Make an exact copy of all the entries, with the pictures left out.

== DATA EXTRACTS

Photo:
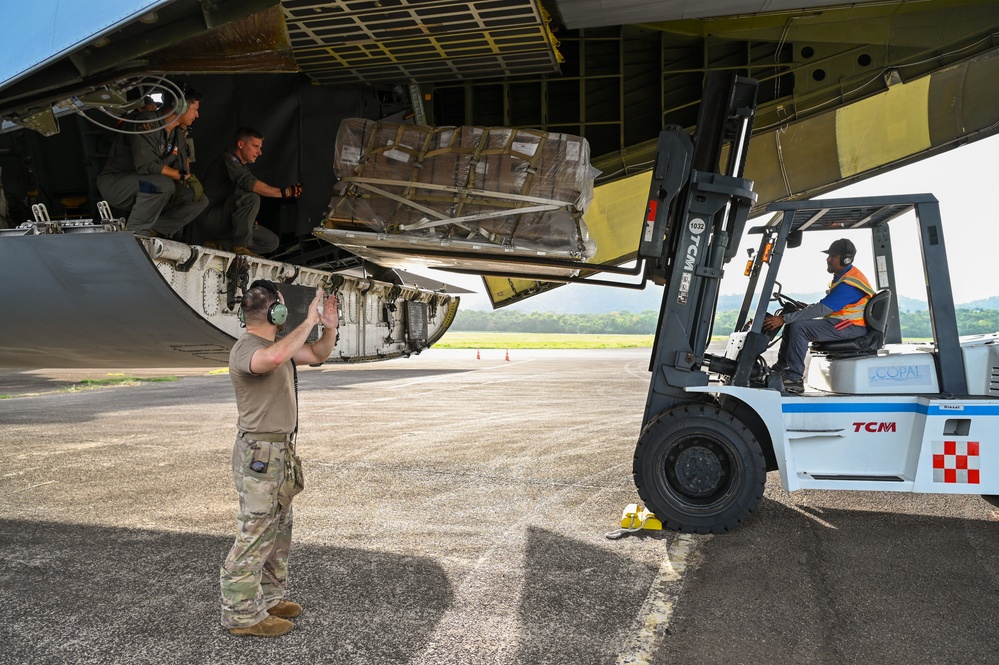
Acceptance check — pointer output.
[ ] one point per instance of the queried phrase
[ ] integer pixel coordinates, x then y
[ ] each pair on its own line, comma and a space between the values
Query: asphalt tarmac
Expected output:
456, 511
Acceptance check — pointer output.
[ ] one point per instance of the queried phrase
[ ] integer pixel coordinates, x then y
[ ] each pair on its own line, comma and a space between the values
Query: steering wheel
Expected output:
787, 304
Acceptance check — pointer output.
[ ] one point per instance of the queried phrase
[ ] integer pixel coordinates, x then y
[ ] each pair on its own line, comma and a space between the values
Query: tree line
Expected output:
913, 324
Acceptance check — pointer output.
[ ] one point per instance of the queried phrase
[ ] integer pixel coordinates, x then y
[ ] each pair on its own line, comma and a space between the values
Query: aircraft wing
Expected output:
847, 90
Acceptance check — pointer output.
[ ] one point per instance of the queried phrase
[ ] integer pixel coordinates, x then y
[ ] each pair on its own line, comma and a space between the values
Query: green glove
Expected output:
195, 184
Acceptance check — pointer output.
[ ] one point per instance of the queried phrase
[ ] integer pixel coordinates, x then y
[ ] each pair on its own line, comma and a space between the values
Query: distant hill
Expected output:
585, 299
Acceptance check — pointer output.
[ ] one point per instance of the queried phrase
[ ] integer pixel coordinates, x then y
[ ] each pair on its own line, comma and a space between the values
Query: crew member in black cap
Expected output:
840, 315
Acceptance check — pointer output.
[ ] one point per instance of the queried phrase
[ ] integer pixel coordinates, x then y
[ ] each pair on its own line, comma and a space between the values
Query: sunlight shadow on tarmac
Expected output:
85, 594
852, 586
578, 600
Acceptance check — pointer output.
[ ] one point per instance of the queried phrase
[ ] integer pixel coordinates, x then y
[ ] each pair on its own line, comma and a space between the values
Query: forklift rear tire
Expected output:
699, 469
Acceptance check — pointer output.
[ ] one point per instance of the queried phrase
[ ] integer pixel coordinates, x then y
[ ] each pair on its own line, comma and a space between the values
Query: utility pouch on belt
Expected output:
294, 479
261, 456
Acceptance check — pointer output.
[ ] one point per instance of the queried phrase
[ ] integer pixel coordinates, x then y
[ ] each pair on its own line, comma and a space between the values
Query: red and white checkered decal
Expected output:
956, 462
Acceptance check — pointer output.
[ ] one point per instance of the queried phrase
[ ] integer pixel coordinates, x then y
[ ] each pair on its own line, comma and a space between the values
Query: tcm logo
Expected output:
874, 427
697, 226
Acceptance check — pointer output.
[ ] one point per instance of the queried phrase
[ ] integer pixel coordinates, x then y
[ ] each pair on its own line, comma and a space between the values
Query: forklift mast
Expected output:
696, 215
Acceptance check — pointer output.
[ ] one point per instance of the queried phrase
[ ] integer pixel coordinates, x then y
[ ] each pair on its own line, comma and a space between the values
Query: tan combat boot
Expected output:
285, 609
270, 627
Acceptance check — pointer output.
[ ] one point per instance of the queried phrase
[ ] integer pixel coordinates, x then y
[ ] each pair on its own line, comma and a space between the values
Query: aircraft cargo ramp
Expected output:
90, 295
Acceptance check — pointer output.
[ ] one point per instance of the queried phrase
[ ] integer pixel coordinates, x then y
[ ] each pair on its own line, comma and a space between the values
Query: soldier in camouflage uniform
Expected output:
148, 173
266, 470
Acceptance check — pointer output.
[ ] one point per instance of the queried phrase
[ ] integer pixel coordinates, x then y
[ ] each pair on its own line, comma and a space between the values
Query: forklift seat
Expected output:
876, 320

====

■ **EXERCISE SOLUTION**:
Photo:
Acceptance check — pointer output.
[ ] one point per instance of the queried phrase
[ ] integer pixel coordinates, x then y
[ ] each pair on its own line, comma and a space between the values
Query: asphalt tarmac
Expected output:
456, 511
Acceptance check — pointer output.
[ ] one point per instance of the queried phrase
[ ] integer pixel coordinates, x then y
[ ] each pair on its own line, comma and a space between the values
Query: steering wheel
Expected output:
787, 304
Acceptance check — pointer output.
[ ] one point per instance of the queried phrase
[ ] integer pixel coordinates, x then y
[ ] each pair on its own line, comma and a space between the values
Query: tree line
Expected output:
913, 324
Acceptance check — pointer output.
[ ] one point per instance of the queried phrase
[ ] integer pixel coordinates, x then y
[ ] each pair on its own line, comma and a space between the values
Query: aircraft wing
Expected output:
847, 90
Acceptance check — pointer output.
[ ] one point per instance of the queried phrase
[ ] integer pixel coordinates, x then y
[ ] each pair on its own line, comma and a space between the values
Query: green glove
Expected output:
195, 184
Acceptance check — pointer output.
[ ] one point per instance of the queried phrase
[ ] integer pixel coordinates, x then y
[ ] each pair on its own line, comma and a space between the values
Query: distant hill
Expected output:
585, 299
Acceptance check — pointer output.
[ ] one point per instance of the queried phrase
[ ] integer pixel coordinates, x then y
[ ] each pair on its own line, comma and a space between the values
Query: crew member in black cap
Expected output:
840, 315
Acceptance check — pointer output.
[ ] one point per instance of the queried phrase
[ ] integer pixel coordinates, x then y
[ ] each pair on its own line, comma and a space between the values
Query: sunlight shadow on tarmac
Expected output:
85, 594
852, 586
578, 600
Acceptance check — pointer output.
[ ] one point per instance of the queried phrase
[ ] integer pixel coordinates, x then y
[ ] each pair on its own line, comma and a space between the values
Query: forklift rear tire
Expected output:
699, 469
Acceptance check — pointer output.
[ ] one point per instance of the queried phrase
[ ] integer pixel coordinates, x then y
[ ] each pair on its own line, comma and a space between the values
Query: utility pouch on belt
Expected output:
294, 479
261, 456
Acceptance check — pointer output.
[ ] one point per instance of the queried phrase
[ ] integer pixel coordinates, x then y
[ ] each pair on its own line, comma and a space between the values
Query: red and white checkered decal
Expected output:
956, 462
Acceptance check — pointer output.
[ ] one point per instance of the queried phrase
[ ] integer pixel coordinates, x then y
[ ] each pair on its own line, comma and a space between the values
Query: tcm logo
Expected output:
874, 427
697, 226
Acceptance check — pointer output.
[ ] one point per instance of the queried phrase
[ ] integer pixel coordinates, x then y
[ ] each pair on its own line, comma and a space between the values
Query: forklift mast
Expected output:
696, 215
Acceptance check — pointer output.
[ ] one point per instance of the queried phrase
[ ] integer pixel coordinates, x then y
[ ] each pair on its own line, comma and a space between the values
Query: tan combat boot
Expected output:
285, 609
270, 627
Acceptance check — pointer output.
[ ] one point per instance of the queried phrase
[ ] integer pixel coordinates, x then y
[ ] each pair on its own line, comma and a space between the values
Query: aircraft cargo ramp
Expected output:
90, 295
Acceptance check — pointer output.
[ ] one point per instance of the queried phrase
[ ] integer pixel coordinates, x then y
[ ] each pair on its own line, comma and a space between the values
Query: soldier in camouflage uniform
Expected output:
148, 173
266, 470
Acceptance check — pointer output.
[ ] one point per instance of the queried phrase
[ ] integer pixel coordinates, x then y
[ ] each pair on its own line, comma and a space between the values
Query: forklift seat
Expected output:
876, 320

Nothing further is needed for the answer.